• **Material shown**:

════════════════════

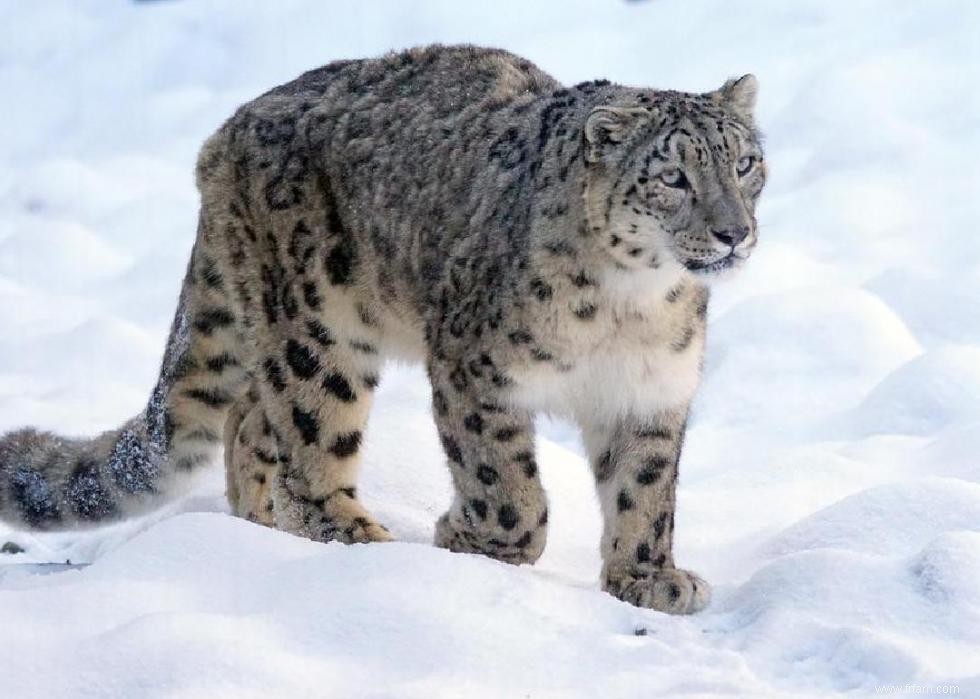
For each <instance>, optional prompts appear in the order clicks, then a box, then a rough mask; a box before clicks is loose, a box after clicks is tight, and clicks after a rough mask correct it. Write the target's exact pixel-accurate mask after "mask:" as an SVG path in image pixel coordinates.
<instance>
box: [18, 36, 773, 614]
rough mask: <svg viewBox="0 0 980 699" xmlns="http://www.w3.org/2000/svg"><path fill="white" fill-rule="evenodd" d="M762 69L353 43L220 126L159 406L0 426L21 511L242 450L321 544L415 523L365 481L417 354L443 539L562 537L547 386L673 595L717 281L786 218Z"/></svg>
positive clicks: (140, 502)
mask: <svg viewBox="0 0 980 699" xmlns="http://www.w3.org/2000/svg"><path fill="white" fill-rule="evenodd" d="M756 92H757V81H756V79H755V77H754V76H752V75H745V76H743V77H741V78H739V79H731V80H728V81H727V82H725V83H724V85H722V87H720V88H719V89H717V90H714V91H711V92H707V93H687V92H678V91H673V90H660V89H650V88H637V87H628V86H622V85H618V84H614V83H611V82H609V81H608V80H593V81H588V82H582V83H579V84H577V85H574V86H573V87H566V86H563V85H562V84H560V83H559V82H557V81H556V80H555V79H553V78H552V77H550V76H549V75H547V74H546V73H544V72H543V71H541V70H540V69H539V68H537V67H536V66H535V65H533V64H532V63H531V62H530V61H528V60H526V59H524V58H521V57H519V56H516V55H513V54H511V53H508V52H506V51H503V50H497V49H488V48H479V47H474V46H438V45H437V46H429V47H423V48H415V49H411V50H406V51H401V52H394V53H390V54H388V55H385V56H383V57H380V58H373V59H364V60H343V61H338V62H334V63H330V64H328V65H326V66H324V67H321V68H319V69H316V70H312V71H310V72H307V73H305V74H303V75H301V76H300V77H299V78H297V79H295V80H293V81H292V82H289V83H286V84H284V85H281V86H279V87H276V88H274V89H272V90H271V91H269V92H266V93H265V94H263V95H261V96H260V97H258V98H257V99H255V100H254V101H252V102H249V103H247V104H245V105H244V106H242V107H240V108H239V109H238V110H237V112H235V114H234V115H233V116H231V118H230V119H228V121H227V122H226V123H224V125H223V126H221V127H220V128H219V129H218V131H217V132H216V133H215V134H214V135H212V136H211V137H210V138H209V139H208V140H207V141H206V142H205V144H204V146H203V148H202V150H201V152H200V155H199V158H198V162H197V169H196V179H197V186H198V190H199V192H200V198H201V206H200V214H199V219H198V220H199V222H198V228H197V235H196V239H195V242H194V245H193V249H192V251H191V255H190V262H189V265H188V268H187V272H186V276H185V279H184V282H183V287H182V289H181V292H180V298H179V301H178V304H177V311H176V316H175V318H174V321H173V325H172V329H171V332H170V336H169V340H168V342H167V346H166V350H165V353H164V357H163V361H162V367H161V370H160V374H159V379H158V381H157V383H156V385H155V387H154V388H153V390H152V393H151V395H150V398H149V401H148V403H147V405H146V408H145V409H144V410H143V411H142V412H141V413H140V414H139V415H138V416H137V417H134V418H133V419H131V420H130V421H129V422H127V423H125V424H124V425H123V426H122V427H120V428H118V429H115V430H111V431H108V432H106V433H104V434H102V435H100V436H97V437H95V438H93V439H82V438H65V437H60V436H57V435H54V434H51V433H47V432H41V431H38V430H35V429H30V428H26V429H21V430H18V431H14V432H12V433H9V434H7V435H6V436H4V437H3V439H2V441H0V518H2V519H3V520H5V521H7V522H10V523H12V524H14V525H15V526H17V525H19V526H22V527H27V528H33V529H42V530H51V529H59V528H66V527H71V526H81V525H92V524H97V523H102V522H109V521H113V520H118V519H120V518H123V517H127V516H131V515H133V514H136V513H138V512H141V511H146V510H147V509H148V508H151V507H155V506H158V505H159V503H160V502H162V501H164V500H165V499H166V498H167V497H169V496H172V494H173V493H174V492H176V491H177V490H178V488H179V484H180V483H182V482H185V480H186V477H187V476H188V475H190V474H193V473H195V472H198V471H200V470H201V469H203V468H206V467H207V466H208V465H209V464H211V463H213V461H214V460H215V459H217V458H218V454H219V453H220V452H221V450H222V448H223V449H224V458H225V464H226V469H227V484H228V498H229V502H230V506H231V509H232V511H233V512H234V513H235V514H237V515H240V516H242V517H245V518H248V519H251V520H254V521H256V522H259V523H261V524H265V525H269V526H274V527H276V528H278V529H281V530H284V531H287V532H291V533H294V534H297V535H300V536H304V537H308V538H310V539H313V540H315V541H319V542H329V541H340V542H345V543H358V542H380V541H388V540H389V539H391V535H390V533H389V531H388V529H387V528H386V527H385V526H384V525H383V524H381V523H380V522H378V521H377V520H376V519H375V518H374V517H373V516H372V515H371V514H370V512H368V510H367V509H366V508H365V507H364V505H363V504H362V503H361V501H360V500H359V499H358V495H357V471H358V463H359V457H360V454H361V451H362V447H363V445H364V434H365V425H366V423H367V419H368V412H369V409H370V406H371V402H372V397H373V394H374V392H375V389H376V388H377V386H378V382H379V380H380V377H381V373H382V369H383V365H384V363H385V361H386V360H387V359H391V358H398V359H402V360H408V361H414V362H419V363H422V364H424V366H425V369H426V371H427V375H428V379H429V382H430V383H431V397H432V401H431V406H432V414H433V417H434V421H435V426H436V428H437V432H438V436H439V439H440V440H441V444H442V450H443V452H444V454H445V460H446V463H447V464H448V467H449V471H450V473H451V479H452V485H453V499H452V503H451V505H450V506H449V509H448V511H447V512H445V514H443V515H442V516H441V517H440V518H439V519H438V521H437V523H436V525H435V544H436V545H437V546H440V547H444V548H446V549H449V550H451V551H455V552H465V553H477V554H483V555H486V556H490V557H492V558H495V559H498V560H501V561H505V562H508V563H512V564H521V563H533V562H534V561H535V560H536V559H537V558H538V557H539V556H540V555H541V553H542V550H543V548H544V545H545V535H546V531H547V525H548V505H547V501H546V497H545V493H544V491H543V489H542V485H541V480H540V476H539V470H538V464H537V462H536V455H535V445H534V431H535V423H534V419H535V415H536V414H543V413H547V414H553V415H558V416H564V417H566V418H569V419H571V420H573V421H574V422H575V423H576V424H577V425H578V427H579V428H580V431H581V435H582V441H583V444H584V448H585V451H586V453H587V456H588V460H589V462H590V465H591V468H592V471H593V473H594V479H595V484H596V489H597V493H598V500H599V505H600V507H601V510H602V513H603V520H604V528H603V532H602V534H601V542H600V548H601V554H602V561H603V562H602V570H601V576H600V580H601V586H602V588H603V589H604V590H606V591H608V592H609V593H611V594H612V595H614V596H615V597H617V598H619V599H621V600H625V601H626V602H629V603H631V604H633V605H637V606H640V607H647V608H652V609H656V610H660V611H663V612H669V613H678V614H682V613H691V612H696V611H698V610H700V609H702V608H703V607H705V606H706V605H707V604H708V602H709V598H710V588H709V586H708V584H707V583H706V582H705V581H704V580H702V579H701V578H700V577H699V576H698V575H696V574H694V573H692V572H689V571H687V570H685V569H683V568H679V567H677V566H676V565H675V562H674V556H673V539H674V511H675V493H676V488H677V475H678V462H679V459H680V454H681V445H682V442H683V439H684V434H685V428H686V424H687V420H688V412H689V406H690V403H691V400H692V398H693V397H694V394H695V390H696V388H697V386H698V383H699V380H700V374H701V366H702V355H703V351H704V342H705V321H706V316H707V309H708V299H709V285H710V284H711V282H712V280H713V279H715V278H717V277H719V276H721V275H723V274H727V273H729V272H730V270H733V269H735V268H738V267H740V266H742V264H743V263H744V262H745V260H746V259H747V258H748V257H749V255H750V253H751V252H752V250H753V249H754V247H755V245H756V242H757V234H758V229H757V224H756V218H755V209H756V203H757V201H758V199H759V195H760V193H761V191H762V188H763V184H764V182H765V179H766V166H765V161H764V157H763V151H762V143H761V137H760V133H759V131H758V128H757V126H756V124H755V120H754V117H753V111H754V105H755V99H756Z"/></svg>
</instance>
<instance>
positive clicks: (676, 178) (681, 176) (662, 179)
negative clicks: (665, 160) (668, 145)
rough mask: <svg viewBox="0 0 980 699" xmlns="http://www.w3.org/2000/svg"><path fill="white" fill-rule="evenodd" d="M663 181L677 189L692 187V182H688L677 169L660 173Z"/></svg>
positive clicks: (668, 186)
mask: <svg viewBox="0 0 980 699" xmlns="http://www.w3.org/2000/svg"><path fill="white" fill-rule="evenodd" d="M660 179H661V181H662V182H663V183H664V184H665V185H667V186H668V187H674V188H675V189H687V188H688V187H689V186H690V182H688V181H687V177H685V176H684V173H683V172H681V171H680V170H678V169H677V168H672V169H670V170H664V171H663V172H662V173H660Z"/></svg>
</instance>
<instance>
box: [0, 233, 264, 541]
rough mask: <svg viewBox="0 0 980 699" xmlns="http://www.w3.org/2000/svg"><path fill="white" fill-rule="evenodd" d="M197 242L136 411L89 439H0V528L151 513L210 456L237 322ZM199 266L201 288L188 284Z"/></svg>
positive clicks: (233, 363)
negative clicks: (167, 338)
mask: <svg viewBox="0 0 980 699" xmlns="http://www.w3.org/2000/svg"><path fill="white" fill-rule="evenodd" d="M201 242H202V241H201V239H200V236H199V240H198V245H197V246H195V251H194V253H192V262H191V265H190V268H189V269H188V273H187V277H186V278H185V281H184V288H183V290H182V291H181V297H180V303H179V305H178V308H177V314H176V317H175V318H174V322H173V326H172V327H171V331H170V338H169V340H168V342H167V349H166V352H165V353H164V359H163V366H162V367H161V371H160V377H159V380H158V381H157V385H156V387H155V388H154V390H153V393H152V395H151V397H150V400H149V402H148V403H147V406H146V408H145V409H144V410H143V412H142V413H140V414H139V415H138V416H136V417H135V418H133V419H131V420H129V421H128V422H127V423H126V424H125V425H123V426H122V427H121V428H119V429H116V430H111V431H109V432H105V433H103V434H101V435H99V436H98V437H95V438H93V439H68V438H63V437H59V436H57V435H54V434H51V433H48V432H38V431H36V430H33V429H23V430H18V431H15V432H11V433H9V434H7V435H5V436H3V437H2V438H0V520H3V521H5V522H8V523H10V524H12V525H14V526H18V527H22V528H28V529H43V530H54V529H67V528H72V527H77V526H83V525H92V524H97V523H102V522H109V521H113V520H118V519H122V518H125V517H128V516H131V515H134V514H137V513H139V512H141V511H146V510H148V509H151V508H153V507H157V506H159V505H160V504H161V502H163V501H165V500H166V499H167V498H168V496H170V495H171V494H172V493H173V492H174V490H175V487H176V486H177V484H178V483H179V482H180V481H181V480H183V479H182V478H180V476H182V475H184V474H187V473H189V472H191V471H193V470H195V467H197V466H199V465H202V464H205V463H208V462H211V461H212V460H213V459H214V458H215V457H216V456H217V452H218V450H219V449H220V447H221V434H222V428H223V425H224V420H225V417H226V415H227V412H228V410H229V409H230V408H231V405H232V403H234V401H235V400H236V399H237V396H238V395H239V394H240V393H241V386H242V384H243V382H244V376H245V373H244V371H243V370H242V366H241V362H240V361H239V357H238V356H237V354H236V353H237V352H238V351H240V350H241V346H242V343H241V340H240V336H238V335H237V331H236V327H235V326H236V325H237V324H236V323H235V320H234V317H233V316H232V311H231V309H230V308H228V304H227V303H224V301H226V298H225V296H224V293H223V290H222V289H221V288H220V287H219V285H217V284H215V283H214V282H215V279H216V277H215V275H214V273H213V264H214V262H213V260H212V259H210V258H208V257H207V255H206V254H202V253H201V251H200V249H199V248H200V247H201ZM202 261H203V265H205V268H204V269H203V270H201V271H200V273H201V274H202V275H204V276H207V275H209V276H207V278H208V280H209V282H208V283H195V278H194V269H195V267H198V268H199V269H200V268H201V266H202ZM209 265H210V266H212V268H211V269H209V268H207V266H209ZM195 308H197V309H202V310H199V311H197V312H196V313H195V312H194V309H195Z"/></svg>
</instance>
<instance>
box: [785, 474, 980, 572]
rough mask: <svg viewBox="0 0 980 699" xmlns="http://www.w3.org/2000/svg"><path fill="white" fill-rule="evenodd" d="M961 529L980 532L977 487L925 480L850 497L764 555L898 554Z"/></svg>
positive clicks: (900, 484)
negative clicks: (786, 554)
mask: <svg viewBox="0 0 980 699" xmlns="http://www.w3.org/2000/svg"><path fill="white" fill-rule="evenodd" d="M961 529H968V530H975V531H978V532H980V485H976V484H974V483H967V482H964V481H960V480H957V479H933V480H923V481H917V482H915V483H895V484H890V485H882V486H878V487H875V488H869V489H867V490H863V491H861V492H859V493H856V494H854V495H851V496H848V497H846V498H844V499H843V500H841V501H839V502H836V503H834V504H833V505H830V506H829V507H826V508H824V509H822V510H819V511H818V512H815V513H813V514H812V515H810V516H808V517H806V518H804V519H803V520H801V521H799V522H797V523H796V524H794V525H793V526H791V527H789V528H788V529H786V530H785V531H783V532H782V533H780V534H779V535H778V536H777V537H775V538H774V539H773V540H772V541H770V542H769V544H768V545H767V547H766V549H767V551H768V552H769V554H770V555H773V556H779V555H783V554H786V553H791V552H796V551H805V550H808V549H818V548H835V549H846V550H849V551H863V552H867V553H880V554H900V553H909V552H911V551H914V550H916V549H918V548H920V547H921V546H923V545H924V544H925V542H926V541H928V540H929V539H931V538H933V537H935V536H937V535H938V534H940V533H942V532H945V531H957V530H961Z"/></svg>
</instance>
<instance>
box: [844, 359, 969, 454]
mask: <svg viewBox="0 0 980 699" xmlns="http://www.w3.org/2000/svg"><path fill="white" fill-rule="evenodd" d="M978 396H980V348H976V347H942V348H940V349H936V350H932V351H930V352H927V353H926V354H924V355H922V356H921V357H917V358H916V359H913V360H912V361H910V362H908V363H907V364H905V365H903V366H902V367H900V368H899V369H897V370H896V371H895V372H894V373H892V374H891V375H889V376H888V377H887V378H885V379H884V380H883V381H882V382H881V383H880V384H879V385H878V386H876V387H875V388H874V390H872V391H871V392H870V393H869V394H868V396H867V398H866V399H865V400H864V401H863V402H862V404H861V405H860V406H858V407H857V408H856V409H855V410H854V412H853V413H852V414H851V415H850V416H848V418H847V421H848V422H849V423H850V425H851V429H852V430H853V431H854V432H855V433H857V434H872V433H875V432H892V433H895V432H897V433H904V434H919V435H925V434H932V433H935V432H937V431H939V430H941V429H944V428H947V427H951V426H955V425H958V424H963V423H965V422H974V421H978V420H980V400H978Z"/></svg>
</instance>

════════════════════

• **What you need to do**:
Determine the number of lines in the listing above containing the word "rough"; respond with that figure only.

• **Solution for this problem**:
5